Your task: From the line that contains "Target: support column" to the final line of the entries, return every line exactly and leave out all others.
== Segment start ==
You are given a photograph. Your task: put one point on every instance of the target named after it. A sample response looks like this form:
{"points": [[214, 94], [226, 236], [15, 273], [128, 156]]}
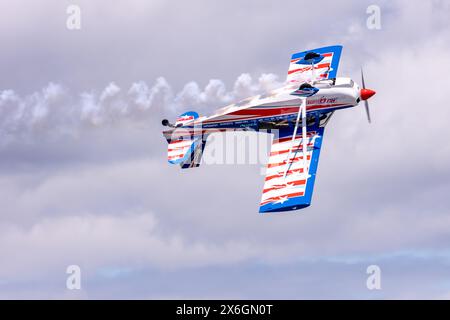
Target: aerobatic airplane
{"points": [[299, 111]]}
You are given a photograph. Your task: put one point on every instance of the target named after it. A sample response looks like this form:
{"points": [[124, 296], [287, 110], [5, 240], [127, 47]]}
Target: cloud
{"points": [[84, 178], [55, 110]]}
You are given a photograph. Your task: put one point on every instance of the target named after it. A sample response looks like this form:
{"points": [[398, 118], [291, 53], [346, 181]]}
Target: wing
{"points": [[286, 186], [325, 60]]}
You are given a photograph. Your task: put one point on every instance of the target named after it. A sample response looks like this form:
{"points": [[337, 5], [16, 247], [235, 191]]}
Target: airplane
{"points": [[298, 112]]}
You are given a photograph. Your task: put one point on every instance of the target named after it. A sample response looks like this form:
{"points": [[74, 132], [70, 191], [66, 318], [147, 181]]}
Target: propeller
{"points": [[365, 94]]}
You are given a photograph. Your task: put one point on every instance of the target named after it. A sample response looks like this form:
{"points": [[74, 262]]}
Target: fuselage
{"points": [[277, 106]]}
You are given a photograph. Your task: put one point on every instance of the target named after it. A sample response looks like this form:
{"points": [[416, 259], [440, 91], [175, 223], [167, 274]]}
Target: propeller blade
{"points": [[366, 104], [362, 79]]}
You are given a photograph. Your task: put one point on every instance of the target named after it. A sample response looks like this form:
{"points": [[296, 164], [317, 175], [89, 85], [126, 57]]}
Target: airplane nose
{"points": [[366, 93]]}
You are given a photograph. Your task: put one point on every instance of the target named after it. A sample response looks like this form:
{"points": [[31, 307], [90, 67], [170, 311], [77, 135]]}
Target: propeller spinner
{"points": [[365, 94]]}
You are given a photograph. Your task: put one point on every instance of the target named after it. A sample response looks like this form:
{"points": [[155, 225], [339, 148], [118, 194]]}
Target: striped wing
{"points": [[325, 67], [294, 190]]}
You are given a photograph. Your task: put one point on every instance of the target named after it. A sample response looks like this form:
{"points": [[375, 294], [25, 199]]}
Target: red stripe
{"points": [[292, 183], [328, 54], [291, 195], [298, 148], [271, 165], [279, 175], [319, 66], [309, 134], [174, 157], [264, 112]]}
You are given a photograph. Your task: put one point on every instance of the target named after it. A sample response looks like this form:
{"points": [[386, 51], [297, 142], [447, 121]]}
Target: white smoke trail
{"points": [[54, 110]]}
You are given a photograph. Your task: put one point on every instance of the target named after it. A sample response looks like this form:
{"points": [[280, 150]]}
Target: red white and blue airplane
{"points": [[299, 111]]}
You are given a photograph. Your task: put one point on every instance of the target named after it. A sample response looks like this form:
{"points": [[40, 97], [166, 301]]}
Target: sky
{"points": [[84, 178]]}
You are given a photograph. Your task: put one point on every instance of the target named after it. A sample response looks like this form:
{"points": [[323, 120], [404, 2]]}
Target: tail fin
{"points": [[184, 147], [316, 64]]}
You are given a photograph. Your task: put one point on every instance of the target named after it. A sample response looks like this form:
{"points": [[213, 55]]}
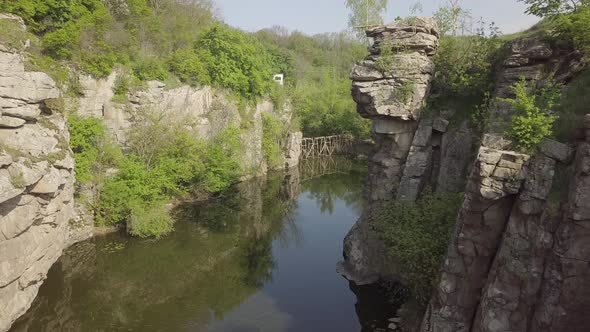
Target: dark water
{"points": [[260, 259]]}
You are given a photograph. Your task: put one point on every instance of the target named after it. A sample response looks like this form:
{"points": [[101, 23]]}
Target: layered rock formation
{"points": [[517, 261], [37, 213], [390, 87], [38, 217]]}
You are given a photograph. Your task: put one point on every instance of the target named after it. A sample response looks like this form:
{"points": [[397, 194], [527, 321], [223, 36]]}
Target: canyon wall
{"points": [[518, 258], [206, 111], [38, 217], [390, 86]]}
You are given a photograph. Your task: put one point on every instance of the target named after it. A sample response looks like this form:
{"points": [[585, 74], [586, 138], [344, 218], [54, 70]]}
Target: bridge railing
{"points": [[325, 146]]}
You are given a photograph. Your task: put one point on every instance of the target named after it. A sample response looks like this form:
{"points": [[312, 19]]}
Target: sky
{"points": [[318, 16]]}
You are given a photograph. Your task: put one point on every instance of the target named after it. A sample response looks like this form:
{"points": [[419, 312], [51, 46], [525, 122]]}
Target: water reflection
{"points": [[259, 259]]}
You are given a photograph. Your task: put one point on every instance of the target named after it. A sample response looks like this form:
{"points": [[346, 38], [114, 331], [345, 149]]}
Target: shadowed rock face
{"points": [[393, 96], [37, 215]]}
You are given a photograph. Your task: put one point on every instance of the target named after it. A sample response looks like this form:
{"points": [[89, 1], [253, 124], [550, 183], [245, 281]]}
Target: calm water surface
{"points": [[262, 258]]}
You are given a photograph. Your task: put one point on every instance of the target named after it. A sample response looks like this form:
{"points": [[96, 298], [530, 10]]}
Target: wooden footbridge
{"points": [[325, 146]]}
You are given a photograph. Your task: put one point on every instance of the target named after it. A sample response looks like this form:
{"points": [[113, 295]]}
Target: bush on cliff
{"points": [[164, 160], [93, 150], [533, 120], [416, 235]]}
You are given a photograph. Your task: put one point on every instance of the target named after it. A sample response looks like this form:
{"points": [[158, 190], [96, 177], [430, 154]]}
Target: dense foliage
{"points": [[464, 80], [533, 120], [317, 82], [416, 235], [182, 41]]}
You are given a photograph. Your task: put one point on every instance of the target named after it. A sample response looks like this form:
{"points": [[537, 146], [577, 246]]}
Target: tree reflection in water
{"points": [[330, 178], [220, 255]]}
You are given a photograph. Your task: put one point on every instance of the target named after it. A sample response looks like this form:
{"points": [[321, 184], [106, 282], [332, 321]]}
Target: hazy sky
{"points": [[316, 16]]}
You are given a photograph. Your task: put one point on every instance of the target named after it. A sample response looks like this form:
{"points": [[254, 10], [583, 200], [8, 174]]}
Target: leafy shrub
{"points": [[417, 235], [573, 106], [121, 88], [150, 69], [386, 59], [150, 222], [222, 161], [273, 133], [12, 36], [235, 60], [532, 121], [189, 68]]}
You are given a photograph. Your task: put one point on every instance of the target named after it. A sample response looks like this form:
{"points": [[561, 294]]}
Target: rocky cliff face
{"points": [[390, 87], [38, 217], [37, 213], [205, 110], [518, 261]]}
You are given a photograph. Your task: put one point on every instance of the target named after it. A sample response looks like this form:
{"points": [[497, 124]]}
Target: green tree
{"points": [[533, 120], [365, 13], [451, 18]]}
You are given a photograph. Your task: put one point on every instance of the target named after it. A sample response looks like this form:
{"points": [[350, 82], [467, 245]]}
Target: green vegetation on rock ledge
{"points": [[532, 120], [183, 42], [416, 235]]}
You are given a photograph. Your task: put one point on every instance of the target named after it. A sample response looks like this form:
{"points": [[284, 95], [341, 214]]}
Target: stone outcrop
{"points": [[293, 149], [517, 261], [204, 110], [392, 97], [37, 215]]}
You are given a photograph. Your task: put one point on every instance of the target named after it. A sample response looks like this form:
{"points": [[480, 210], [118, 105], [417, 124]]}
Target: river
{"points": [[261, 258]]}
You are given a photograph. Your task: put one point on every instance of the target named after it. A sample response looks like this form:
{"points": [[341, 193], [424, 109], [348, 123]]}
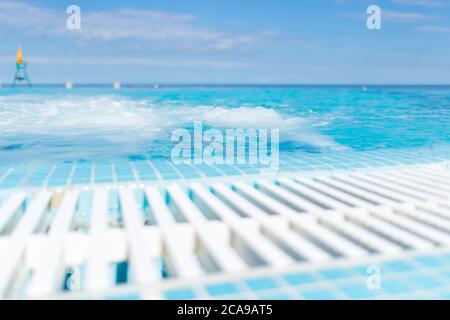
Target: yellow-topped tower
{"points": [[21, 69], [19, 58]]}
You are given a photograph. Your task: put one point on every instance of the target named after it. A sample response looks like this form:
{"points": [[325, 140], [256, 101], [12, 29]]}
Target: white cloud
{"points": [[150, 29]]}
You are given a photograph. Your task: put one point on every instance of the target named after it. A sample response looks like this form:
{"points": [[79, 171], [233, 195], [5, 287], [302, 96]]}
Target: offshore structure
{"points": [[21, 70]]}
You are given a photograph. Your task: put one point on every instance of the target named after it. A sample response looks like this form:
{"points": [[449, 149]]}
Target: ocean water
{"points": [[100, 124]]}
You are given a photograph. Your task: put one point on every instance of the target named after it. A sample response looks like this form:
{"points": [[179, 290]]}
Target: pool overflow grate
{"points": [[96, 239]]}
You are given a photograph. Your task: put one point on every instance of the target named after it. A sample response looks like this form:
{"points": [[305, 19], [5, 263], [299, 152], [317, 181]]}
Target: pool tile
{"points": [[180, 294], [261, 283], [398, 266], [299, 278], [333, 274], [219, 289]]}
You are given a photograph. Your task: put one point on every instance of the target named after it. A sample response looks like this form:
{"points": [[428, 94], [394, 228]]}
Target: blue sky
{"points": [[228, 41]]}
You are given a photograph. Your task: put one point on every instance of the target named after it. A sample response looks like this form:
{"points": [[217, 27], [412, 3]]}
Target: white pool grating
{"points": [[198, 229]]}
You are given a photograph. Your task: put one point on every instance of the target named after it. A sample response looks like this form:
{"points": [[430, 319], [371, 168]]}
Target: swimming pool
{"points": [[54, 137]]}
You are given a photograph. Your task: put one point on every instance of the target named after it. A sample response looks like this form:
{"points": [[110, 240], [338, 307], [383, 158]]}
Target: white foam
{"points": [[110, 123]]}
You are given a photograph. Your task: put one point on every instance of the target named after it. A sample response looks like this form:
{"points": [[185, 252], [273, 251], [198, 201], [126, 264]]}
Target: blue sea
{"points": [[51, 125]]}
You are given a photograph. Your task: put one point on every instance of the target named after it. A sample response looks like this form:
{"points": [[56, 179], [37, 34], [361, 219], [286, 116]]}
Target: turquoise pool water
{"points": [[44, 127]]}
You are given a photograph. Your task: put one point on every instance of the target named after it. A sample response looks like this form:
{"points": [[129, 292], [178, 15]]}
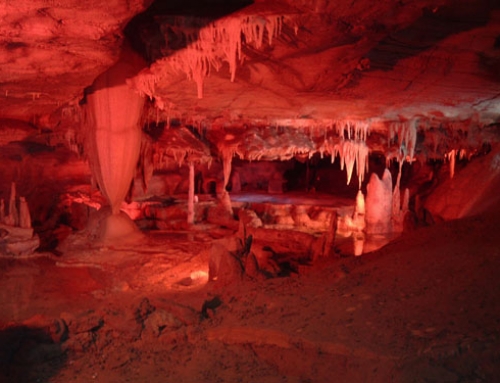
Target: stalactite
{"points": [[214, 43], [190, 218], [2, 211]]}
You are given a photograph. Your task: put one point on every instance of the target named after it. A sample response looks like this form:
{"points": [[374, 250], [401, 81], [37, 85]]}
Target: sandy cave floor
{"points": [[425, 308]]}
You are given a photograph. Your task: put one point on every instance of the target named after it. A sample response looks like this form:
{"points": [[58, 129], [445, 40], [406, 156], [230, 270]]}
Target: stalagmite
{"points": [[191, 194], [224, 197], [451, 155], [379, 204], [24, 213], [12, 218]]}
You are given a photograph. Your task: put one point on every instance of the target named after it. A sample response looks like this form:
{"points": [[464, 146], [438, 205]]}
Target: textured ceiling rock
{"points": [[353, 60], [51, 50], [359, 60]]}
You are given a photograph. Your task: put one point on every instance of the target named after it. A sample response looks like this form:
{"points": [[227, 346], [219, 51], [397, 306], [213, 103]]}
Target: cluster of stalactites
{"points": [[19, 217], [351, 147], [213, 44], [406, 134]]}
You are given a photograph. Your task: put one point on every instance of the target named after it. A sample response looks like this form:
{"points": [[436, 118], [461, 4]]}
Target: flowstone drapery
{"points": [[114, 113]]}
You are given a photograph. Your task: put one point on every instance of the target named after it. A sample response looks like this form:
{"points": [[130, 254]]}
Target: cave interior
{"points": [[253, 188]]}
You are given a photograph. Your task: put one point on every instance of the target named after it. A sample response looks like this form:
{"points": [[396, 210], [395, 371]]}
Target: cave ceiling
{"points": [[291, 63]]}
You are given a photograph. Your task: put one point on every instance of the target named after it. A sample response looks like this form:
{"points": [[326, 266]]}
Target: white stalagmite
{"points": [[452, 155], [224, 197], [379, 204], [2, 211], [406, 132], [399, 209], [191, 194]]}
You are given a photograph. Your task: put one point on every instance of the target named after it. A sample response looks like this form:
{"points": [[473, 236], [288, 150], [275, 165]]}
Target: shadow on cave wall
{"points": [[153, 41], [433, 26], [29, 355]]}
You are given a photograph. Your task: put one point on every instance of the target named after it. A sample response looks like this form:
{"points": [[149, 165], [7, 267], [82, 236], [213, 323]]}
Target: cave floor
{"points": [[424, 308]]}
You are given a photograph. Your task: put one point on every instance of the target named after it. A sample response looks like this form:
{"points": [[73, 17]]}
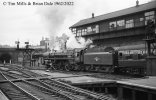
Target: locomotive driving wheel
{"points": [[68, 67]]}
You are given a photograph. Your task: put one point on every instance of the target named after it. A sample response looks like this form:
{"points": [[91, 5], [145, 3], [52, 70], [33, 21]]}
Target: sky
{"points": [[32, 22]]}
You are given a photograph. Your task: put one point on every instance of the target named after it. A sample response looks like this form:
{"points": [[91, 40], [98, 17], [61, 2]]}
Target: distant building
{"points": [[121, 28]]}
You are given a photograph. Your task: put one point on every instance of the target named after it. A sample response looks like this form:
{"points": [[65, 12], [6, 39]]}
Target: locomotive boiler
{"points": [[97, 60]]}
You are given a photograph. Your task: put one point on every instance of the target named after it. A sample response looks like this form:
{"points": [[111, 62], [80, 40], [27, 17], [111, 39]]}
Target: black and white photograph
{"points": [[77, 49]]}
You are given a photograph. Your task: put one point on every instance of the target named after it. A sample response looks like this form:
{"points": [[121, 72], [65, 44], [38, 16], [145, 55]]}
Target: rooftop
{"points": [[127, 11]]}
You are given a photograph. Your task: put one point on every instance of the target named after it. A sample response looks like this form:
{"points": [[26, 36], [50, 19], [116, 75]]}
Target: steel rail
{"points": [[18, 89]]}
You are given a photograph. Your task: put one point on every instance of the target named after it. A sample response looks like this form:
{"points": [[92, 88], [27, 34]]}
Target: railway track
{"points": [[13, 92], [21, 84], [42, 92], [67, 89]]}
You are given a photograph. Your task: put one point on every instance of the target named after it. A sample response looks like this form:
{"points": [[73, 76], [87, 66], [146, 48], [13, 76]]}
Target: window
{"points": [[96, 29], [84, 31], [74, 30], [121, 23], [89, 29], [79, 33], [139, 22], [149, 16], [129, 23], [112, 25]]}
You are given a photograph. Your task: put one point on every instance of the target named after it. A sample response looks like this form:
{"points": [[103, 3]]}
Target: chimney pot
{"points": [[137, 3], [92, 15]]}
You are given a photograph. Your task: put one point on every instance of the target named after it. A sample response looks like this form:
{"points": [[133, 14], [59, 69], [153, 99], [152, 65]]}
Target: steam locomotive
{"points": [[97, 60]]}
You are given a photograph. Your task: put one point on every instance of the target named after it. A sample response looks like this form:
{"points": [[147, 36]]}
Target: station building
{"points": [[122, 29]]}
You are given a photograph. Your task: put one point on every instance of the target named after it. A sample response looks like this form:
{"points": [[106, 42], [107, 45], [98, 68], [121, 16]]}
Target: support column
{"points": [[120, 93], [133, 95]]}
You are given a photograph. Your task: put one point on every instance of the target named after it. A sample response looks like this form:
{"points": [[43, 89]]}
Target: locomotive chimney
{"points": [[137, 3], [92, 15]]}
== Segment end ==
Task result:
Target: support column
{"points": [[120, 93], [133, 95]]}
You are given a photograph. Your task: put one point on every instance of the target named after it. A sample response looks like this form:
{"points": [[43, 89]]}
Target: locomotive chimney
{"points": [[137, 3], [92, 15]]}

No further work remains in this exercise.